# Parts of the exercise
**a.** According to the forum thread on haunt music, which album is based on the work of Edgar Allan Poe?
**b.** List the usernames of everyone who posts in the forum thread on haunt music.
**c.** Copy the haunt music thread starting with "## abaron13 (Sep" and going on through "you guys think?", and replace "scary" with "creepy".

# Page extract
------------------------------------------------------------

# A Different Idea for Haunt Music



## abaron13 (Sep 25, 2011)

I came up with the idea this morning to swap out the normal scary music/sound effects for Pink Floyd this year... It's something different and I think that the parents of the kids will get a kick out of it! I might even play The Wall on a tv somewhere... 

What do you guys think?


----------



## Terrormaster (Sep 27, 2007)

If you can build a theme around it I bet it'd rock! Pink Floyd, Queensryche, any rock band that writes kinda dark concept albums would work.


----------



## fontgeek (Jul 24, 2006)

You might consider the first Allan Parsons Project album for this kind of thing.
"Tales of Mystery and Imagination" It's all based on the work of Edgar Allan Poe.
It's worth a listen.


----------



## CbusRog (Oct 3, 2011)

Concrete Blonde, particularly the Mexican Moon CD, is another possibility.


----------



## DarkWolf (Feb 14, 2011)

Apocalyptica did a bunch of stuff a few years ago where it was all orchestral with no vocals. They did a bunch of Metalica's songs and more. I usually use Danny Elfman soundtracks but this year I am going with Acocalyptica. It is dark, moody, (recognizable to our crowd), and yet it has a classiness that is inoffensive to the neighbors.


----------

------------------------------------------------------------

Some records:
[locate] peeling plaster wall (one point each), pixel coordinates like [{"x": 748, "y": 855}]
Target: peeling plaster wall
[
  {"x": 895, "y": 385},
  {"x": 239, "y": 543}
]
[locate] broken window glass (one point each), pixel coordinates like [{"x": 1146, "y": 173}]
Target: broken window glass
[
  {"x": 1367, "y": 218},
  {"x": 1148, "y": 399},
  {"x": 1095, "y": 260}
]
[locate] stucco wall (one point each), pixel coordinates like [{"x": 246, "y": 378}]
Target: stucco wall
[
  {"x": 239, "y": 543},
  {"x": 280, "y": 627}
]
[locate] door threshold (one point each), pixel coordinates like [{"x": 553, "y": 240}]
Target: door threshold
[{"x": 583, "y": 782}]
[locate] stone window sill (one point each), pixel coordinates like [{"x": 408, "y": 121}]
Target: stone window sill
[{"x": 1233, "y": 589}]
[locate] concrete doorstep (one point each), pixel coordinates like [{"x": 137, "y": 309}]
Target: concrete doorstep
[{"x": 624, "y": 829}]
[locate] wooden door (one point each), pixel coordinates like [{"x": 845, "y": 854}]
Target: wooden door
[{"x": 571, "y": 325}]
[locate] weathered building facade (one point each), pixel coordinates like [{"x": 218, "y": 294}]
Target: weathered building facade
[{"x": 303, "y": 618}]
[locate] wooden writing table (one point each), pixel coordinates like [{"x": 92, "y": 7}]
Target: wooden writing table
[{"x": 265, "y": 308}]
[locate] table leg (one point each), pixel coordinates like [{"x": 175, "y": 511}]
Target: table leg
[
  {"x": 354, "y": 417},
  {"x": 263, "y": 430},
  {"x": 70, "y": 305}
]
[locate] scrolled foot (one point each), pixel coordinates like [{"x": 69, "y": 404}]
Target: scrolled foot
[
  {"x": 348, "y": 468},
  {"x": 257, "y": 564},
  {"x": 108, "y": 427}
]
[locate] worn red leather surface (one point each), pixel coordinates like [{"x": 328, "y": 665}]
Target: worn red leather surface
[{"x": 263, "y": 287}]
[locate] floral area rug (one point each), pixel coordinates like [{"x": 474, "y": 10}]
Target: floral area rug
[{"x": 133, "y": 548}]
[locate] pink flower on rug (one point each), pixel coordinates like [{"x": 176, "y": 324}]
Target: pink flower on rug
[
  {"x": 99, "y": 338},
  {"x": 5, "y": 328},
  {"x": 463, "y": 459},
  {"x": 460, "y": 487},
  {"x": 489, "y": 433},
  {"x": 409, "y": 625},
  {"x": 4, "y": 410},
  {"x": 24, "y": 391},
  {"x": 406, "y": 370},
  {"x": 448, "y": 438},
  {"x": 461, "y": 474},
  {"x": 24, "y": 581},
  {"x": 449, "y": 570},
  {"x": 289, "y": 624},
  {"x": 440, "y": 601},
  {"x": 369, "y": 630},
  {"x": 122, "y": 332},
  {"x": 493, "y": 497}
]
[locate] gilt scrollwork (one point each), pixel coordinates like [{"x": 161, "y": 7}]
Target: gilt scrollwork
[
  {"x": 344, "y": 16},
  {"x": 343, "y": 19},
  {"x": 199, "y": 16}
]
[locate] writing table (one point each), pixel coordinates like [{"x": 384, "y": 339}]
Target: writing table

------------------------------------------------------------

# Responses
**a.** "Tales of Mystery and Imagination," the first Allan Parsons Project album.

**b.** abaron13, Terrormaster, fontgeek, CbusRog, DarkWolf

**c.**
## abaron13 (Sep 25, 2011)

I came up with the idea this morning to swap out the normal creepy music/sound effects for Pink Floyd this year... It's something different and I think that the parents of the kids will get a kick out of it! I might even play The Wall on a tv somewhere... 

What do you guys think?